--- Start ---
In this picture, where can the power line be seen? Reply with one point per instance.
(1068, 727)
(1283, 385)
--- End ---
--- Start ---
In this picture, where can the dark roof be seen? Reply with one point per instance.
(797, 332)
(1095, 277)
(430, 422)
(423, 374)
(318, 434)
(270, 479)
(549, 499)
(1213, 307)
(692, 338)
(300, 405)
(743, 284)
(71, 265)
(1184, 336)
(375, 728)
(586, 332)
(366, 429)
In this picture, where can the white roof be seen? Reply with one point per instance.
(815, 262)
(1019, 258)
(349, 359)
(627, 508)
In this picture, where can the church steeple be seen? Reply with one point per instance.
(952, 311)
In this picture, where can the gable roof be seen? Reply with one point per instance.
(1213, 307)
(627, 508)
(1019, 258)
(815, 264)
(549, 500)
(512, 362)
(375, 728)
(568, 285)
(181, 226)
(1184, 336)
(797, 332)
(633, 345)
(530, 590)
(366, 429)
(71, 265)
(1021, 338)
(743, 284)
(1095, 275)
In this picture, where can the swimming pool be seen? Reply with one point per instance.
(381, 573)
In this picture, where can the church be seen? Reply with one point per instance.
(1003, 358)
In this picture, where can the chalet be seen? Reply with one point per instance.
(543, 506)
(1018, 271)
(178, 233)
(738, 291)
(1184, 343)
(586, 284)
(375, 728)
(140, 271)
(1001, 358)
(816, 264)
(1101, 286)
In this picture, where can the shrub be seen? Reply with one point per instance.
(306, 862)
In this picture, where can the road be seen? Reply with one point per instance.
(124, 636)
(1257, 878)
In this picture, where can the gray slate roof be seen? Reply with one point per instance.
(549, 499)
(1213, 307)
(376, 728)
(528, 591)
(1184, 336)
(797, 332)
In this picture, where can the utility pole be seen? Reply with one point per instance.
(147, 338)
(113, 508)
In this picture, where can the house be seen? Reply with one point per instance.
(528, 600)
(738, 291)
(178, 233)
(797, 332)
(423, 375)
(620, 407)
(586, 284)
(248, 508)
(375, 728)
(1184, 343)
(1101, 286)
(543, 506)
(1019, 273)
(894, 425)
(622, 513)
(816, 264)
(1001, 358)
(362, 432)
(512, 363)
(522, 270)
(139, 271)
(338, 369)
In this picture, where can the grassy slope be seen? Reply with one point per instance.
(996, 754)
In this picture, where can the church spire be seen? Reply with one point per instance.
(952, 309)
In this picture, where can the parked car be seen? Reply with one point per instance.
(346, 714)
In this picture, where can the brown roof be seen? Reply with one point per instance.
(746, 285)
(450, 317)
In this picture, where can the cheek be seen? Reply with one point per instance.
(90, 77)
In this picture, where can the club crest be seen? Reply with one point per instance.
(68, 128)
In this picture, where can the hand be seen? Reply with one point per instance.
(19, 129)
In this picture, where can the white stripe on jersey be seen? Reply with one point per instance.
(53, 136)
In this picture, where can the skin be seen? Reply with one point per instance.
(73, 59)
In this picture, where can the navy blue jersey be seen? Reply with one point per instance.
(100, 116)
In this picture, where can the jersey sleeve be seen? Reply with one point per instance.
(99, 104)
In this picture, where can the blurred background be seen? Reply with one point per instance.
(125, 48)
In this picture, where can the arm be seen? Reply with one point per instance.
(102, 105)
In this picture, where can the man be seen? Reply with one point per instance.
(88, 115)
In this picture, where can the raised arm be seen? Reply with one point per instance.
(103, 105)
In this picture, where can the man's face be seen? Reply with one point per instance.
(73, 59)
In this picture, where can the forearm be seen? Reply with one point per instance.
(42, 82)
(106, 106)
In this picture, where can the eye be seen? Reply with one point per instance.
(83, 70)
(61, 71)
--- End ---
§ What is asked:
Give the data in the stretch from the line containing "In this picture, where can the power" through the line containing "(1283, 385)" as a two-column CSV with the headers text and answer, one row for each text with its answer. Put each value in a single quoted field and turn line breaks into spaces.

§ Solution to the problem:
text,answer
"In this picture, where can the power line be seen? Reply with one point per instance.","(1068, 727) (1283, 385)"